▸ **TEXT PASSAGE**
SF Pride - or ‘How Pride Went Mainstream’
I headed out to the Pink Party in the gay ‘hood of Castro last night, and then swung by to catch the Pride parade and the ensuing Pride Festival afterwards.

Sure enough, this whole pride festival happening here in San Francisco had all the necessary components for a Pride weekend. Rainbow flags everywhere. All sorts of people wearing all sorts of outfits. Some wearing almost none, or none.

However, it no longer seemed shocking, mystifying or unique. It was me, my friends, both gay and straight, sharing the same street with thousands and thousands of other partygoers. I saw all types.. gay, lesbian, transsexual, straight, threesomes, foursomes. Any social circle you could think of, it was there.
The whole point of the night was to have a good time. It wasn’t about getting together, like birds of a common feather getting together to affirm a basic sense of humanity, a sense of togetherness in a world that rejected them.

Point-based annotation data:
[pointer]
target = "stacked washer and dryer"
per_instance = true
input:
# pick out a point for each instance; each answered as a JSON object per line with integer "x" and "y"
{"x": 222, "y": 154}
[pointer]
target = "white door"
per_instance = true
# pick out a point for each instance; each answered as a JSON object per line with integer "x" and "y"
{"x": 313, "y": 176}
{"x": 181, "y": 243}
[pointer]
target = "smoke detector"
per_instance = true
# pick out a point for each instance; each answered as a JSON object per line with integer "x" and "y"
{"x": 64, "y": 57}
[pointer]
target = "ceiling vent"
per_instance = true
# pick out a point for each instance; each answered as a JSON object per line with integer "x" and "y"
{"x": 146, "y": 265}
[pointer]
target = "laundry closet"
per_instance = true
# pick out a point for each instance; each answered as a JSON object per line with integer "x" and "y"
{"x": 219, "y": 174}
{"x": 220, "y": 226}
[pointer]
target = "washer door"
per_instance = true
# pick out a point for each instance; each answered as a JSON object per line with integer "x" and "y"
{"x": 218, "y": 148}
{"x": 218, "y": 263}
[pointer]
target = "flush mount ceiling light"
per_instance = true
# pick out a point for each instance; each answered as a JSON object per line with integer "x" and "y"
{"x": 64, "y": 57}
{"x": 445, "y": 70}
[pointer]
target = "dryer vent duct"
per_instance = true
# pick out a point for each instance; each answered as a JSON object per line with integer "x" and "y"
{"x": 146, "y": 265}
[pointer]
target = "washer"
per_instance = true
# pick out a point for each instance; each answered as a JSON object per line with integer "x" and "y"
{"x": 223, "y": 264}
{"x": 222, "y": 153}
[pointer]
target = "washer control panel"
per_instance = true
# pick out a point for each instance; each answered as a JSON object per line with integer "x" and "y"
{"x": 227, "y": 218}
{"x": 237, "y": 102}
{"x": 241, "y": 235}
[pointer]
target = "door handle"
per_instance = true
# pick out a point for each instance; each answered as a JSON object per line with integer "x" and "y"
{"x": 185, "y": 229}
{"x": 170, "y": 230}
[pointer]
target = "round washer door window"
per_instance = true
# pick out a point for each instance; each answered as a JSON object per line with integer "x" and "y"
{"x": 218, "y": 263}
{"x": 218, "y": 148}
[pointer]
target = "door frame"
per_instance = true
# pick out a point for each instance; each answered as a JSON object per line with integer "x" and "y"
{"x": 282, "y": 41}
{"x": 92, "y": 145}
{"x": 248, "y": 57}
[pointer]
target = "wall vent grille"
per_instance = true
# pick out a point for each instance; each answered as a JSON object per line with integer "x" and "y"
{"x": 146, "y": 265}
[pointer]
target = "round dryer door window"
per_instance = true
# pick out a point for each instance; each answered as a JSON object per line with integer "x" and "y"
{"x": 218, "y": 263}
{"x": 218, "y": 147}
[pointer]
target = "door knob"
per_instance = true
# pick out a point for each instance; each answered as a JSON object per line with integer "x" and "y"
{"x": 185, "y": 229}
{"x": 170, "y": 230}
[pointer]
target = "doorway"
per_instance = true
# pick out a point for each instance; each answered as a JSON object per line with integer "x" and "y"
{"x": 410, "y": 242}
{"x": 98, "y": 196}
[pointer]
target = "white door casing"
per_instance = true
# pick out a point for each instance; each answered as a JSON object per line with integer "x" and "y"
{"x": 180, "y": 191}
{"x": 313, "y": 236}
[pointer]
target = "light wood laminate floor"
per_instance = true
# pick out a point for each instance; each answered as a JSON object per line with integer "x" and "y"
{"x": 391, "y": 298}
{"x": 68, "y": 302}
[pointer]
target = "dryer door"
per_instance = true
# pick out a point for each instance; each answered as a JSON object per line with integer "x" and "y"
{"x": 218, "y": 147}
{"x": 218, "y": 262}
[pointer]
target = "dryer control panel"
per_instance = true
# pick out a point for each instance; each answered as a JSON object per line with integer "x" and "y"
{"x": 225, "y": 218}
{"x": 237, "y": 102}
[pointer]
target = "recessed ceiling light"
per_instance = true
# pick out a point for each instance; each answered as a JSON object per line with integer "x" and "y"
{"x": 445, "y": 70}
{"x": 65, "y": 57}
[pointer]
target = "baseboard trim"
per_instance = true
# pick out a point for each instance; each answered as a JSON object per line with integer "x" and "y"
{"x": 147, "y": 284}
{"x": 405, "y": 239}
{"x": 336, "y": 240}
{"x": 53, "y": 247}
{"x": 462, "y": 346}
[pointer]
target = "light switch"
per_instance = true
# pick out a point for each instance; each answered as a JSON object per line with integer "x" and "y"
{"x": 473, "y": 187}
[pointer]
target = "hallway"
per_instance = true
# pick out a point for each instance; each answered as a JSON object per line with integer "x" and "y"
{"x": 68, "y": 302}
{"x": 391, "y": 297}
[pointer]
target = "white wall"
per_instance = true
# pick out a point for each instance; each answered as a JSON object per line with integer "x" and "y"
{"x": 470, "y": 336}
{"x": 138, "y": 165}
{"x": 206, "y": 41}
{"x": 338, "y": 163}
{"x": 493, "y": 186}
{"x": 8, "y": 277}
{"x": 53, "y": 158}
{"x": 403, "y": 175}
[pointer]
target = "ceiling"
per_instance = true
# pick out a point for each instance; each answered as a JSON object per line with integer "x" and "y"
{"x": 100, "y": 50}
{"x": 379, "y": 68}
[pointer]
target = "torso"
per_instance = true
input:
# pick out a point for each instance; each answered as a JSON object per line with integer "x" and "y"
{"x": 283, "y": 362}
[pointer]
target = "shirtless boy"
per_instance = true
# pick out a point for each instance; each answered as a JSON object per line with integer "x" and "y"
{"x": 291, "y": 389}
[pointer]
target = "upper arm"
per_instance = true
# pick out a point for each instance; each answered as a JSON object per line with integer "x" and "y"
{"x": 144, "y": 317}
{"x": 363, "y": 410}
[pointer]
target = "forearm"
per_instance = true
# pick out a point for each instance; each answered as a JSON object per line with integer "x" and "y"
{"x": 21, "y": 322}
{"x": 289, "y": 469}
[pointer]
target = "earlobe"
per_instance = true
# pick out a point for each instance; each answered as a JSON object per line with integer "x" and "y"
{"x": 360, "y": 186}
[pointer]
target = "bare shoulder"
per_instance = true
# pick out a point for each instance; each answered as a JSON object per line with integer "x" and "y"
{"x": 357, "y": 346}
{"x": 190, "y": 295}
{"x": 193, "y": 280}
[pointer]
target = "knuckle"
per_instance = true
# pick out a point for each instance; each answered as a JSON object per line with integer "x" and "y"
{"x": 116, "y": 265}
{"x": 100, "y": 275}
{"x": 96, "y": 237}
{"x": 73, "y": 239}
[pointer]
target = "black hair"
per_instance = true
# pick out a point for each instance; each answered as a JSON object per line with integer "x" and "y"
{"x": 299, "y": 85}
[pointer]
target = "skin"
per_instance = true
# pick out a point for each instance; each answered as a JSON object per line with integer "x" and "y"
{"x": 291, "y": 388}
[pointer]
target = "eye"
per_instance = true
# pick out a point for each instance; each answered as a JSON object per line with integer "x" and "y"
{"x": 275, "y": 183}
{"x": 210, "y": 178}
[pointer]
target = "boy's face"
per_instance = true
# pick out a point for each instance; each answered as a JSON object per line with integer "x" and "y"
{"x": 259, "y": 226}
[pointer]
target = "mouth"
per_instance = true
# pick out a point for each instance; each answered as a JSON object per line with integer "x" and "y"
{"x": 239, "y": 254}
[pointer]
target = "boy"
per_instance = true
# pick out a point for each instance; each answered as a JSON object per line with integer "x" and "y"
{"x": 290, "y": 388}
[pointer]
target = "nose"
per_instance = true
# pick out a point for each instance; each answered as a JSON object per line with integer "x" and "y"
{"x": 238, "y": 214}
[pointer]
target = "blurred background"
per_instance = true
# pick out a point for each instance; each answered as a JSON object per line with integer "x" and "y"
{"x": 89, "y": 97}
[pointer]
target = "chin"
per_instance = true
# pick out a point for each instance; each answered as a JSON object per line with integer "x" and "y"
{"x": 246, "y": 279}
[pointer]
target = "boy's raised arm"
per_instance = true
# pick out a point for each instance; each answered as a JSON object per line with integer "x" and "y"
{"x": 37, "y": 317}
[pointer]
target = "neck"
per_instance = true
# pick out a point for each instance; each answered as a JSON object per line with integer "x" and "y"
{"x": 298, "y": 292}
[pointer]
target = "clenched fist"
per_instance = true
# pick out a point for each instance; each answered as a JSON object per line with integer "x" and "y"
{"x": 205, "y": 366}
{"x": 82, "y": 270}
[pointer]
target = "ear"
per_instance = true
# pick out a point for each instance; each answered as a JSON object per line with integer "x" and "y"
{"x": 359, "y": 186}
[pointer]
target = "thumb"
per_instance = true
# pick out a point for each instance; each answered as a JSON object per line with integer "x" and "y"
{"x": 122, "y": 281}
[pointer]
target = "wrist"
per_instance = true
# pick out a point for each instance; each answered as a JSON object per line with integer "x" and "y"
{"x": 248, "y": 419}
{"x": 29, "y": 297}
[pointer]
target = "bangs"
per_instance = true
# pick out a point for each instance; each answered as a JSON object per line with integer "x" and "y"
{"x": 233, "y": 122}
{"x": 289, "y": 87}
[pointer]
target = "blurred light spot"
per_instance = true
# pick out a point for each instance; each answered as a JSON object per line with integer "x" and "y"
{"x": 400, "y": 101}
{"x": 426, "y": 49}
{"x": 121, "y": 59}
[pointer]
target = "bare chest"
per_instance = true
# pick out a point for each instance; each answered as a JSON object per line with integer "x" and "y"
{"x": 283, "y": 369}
==
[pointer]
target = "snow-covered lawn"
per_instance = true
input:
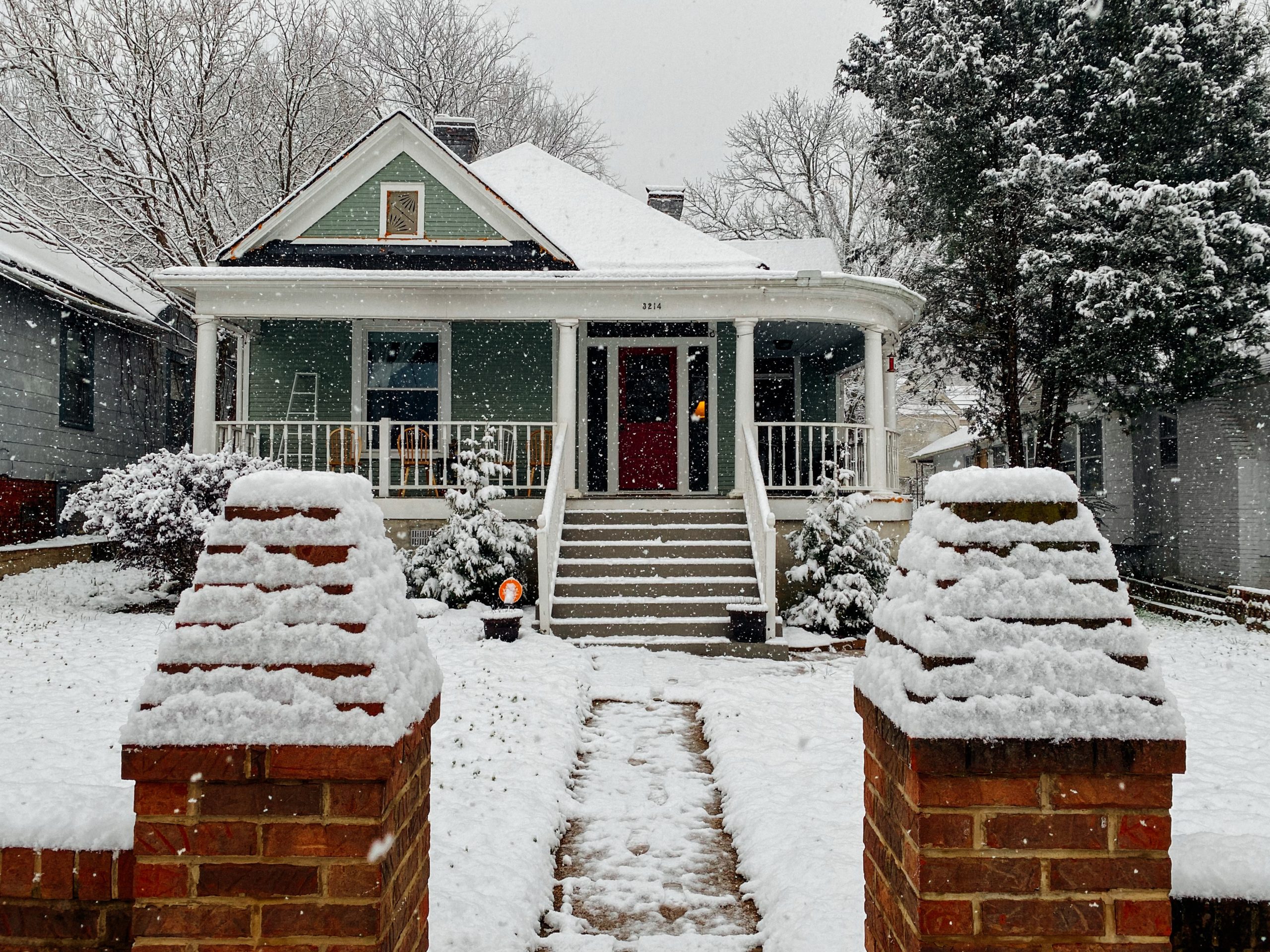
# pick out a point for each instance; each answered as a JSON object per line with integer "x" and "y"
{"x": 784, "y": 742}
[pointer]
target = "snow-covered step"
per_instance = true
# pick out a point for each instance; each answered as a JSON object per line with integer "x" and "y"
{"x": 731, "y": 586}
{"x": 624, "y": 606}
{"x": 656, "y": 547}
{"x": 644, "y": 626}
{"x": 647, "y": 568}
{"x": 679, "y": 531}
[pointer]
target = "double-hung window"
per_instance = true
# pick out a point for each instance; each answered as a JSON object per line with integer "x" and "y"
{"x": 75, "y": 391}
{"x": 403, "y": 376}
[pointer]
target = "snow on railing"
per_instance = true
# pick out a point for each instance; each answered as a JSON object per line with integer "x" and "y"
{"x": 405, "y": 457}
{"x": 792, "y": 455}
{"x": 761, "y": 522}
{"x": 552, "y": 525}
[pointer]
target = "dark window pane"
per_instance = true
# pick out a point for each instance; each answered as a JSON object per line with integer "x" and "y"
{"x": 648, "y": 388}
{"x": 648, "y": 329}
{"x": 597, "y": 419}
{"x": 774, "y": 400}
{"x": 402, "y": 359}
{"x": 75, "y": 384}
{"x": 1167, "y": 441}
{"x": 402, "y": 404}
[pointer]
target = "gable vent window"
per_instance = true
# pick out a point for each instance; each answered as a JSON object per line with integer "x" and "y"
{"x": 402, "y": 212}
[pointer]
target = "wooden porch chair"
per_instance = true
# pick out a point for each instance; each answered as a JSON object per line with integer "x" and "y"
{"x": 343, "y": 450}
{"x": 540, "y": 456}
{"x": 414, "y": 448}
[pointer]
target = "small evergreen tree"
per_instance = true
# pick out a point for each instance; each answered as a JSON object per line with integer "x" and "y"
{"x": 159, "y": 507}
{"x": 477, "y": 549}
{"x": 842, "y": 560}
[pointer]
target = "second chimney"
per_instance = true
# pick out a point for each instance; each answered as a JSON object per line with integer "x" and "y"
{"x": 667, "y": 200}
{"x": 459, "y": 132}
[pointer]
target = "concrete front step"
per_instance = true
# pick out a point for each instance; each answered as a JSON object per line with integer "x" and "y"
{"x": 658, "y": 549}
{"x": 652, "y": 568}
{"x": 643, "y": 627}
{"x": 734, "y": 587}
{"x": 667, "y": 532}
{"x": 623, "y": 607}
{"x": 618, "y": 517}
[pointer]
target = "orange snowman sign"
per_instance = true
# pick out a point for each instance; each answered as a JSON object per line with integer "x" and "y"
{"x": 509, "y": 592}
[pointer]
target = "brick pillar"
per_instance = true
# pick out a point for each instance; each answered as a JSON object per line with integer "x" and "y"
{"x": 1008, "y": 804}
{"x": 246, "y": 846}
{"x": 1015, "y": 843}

▸ **WORK TO DO**
A – Rewrite the San Francisco Pride text starting at "However, it no" and ending at "it was there.", replacing "partygoers" with "revelers".
B – Extend the San Francisco Pride text, picking up from the point at which it stops.

▸ **OUTPUTS FOR THE TASKS**
A –
However, it no longer seemed shocking, mystifying or unique. It was me, my friends, both gay and straight, sharing the same street with thousands and thousands of other revelers. I saw all types.. gay, lesbian, transsexual, straight, threesomes, foursomes. Any social circle you could think of, it was there.

B –
What once had been unthinkable had occured. The world now no longer rejected us.

What had started over thirty years ago, when a group of outraged homosexuals fought back against the police that had conducted a raid on their own bar, their only place where they could have found solace and acceptance, and transformed itself into an annual affirmation of what it’s like to be gay.

Now in cities like San Francisco, we no longer fear for our lives. We no longer worry about acceptance. It’s become just another facet of our lives. Worrying about making next month’s rent has become a bigger issue for most of us than being gay.

What’d started out with a small group of bold, courageous men and women who dared show their faces to the public and say “yes.. we are gay”, has in essence become just another reason to get together and have a good time. Not so different than dressing up for Halloween or or heading to your local Irish bar for St. Patrick’s Day.


The rapidity of this transformation has suprised me. All night long, I ran into kids. Kids who were in high school or barely out of high school, with what I suspect, hardly an inkling of how much of a changed world they live in as opposed to the ones that people lived in only ten, twenty years ago.



The Castro. What once was a mecca of sanctuary and safety for gay people who left their cities seeking a more accepting place to live, now actually has become a tourist destination.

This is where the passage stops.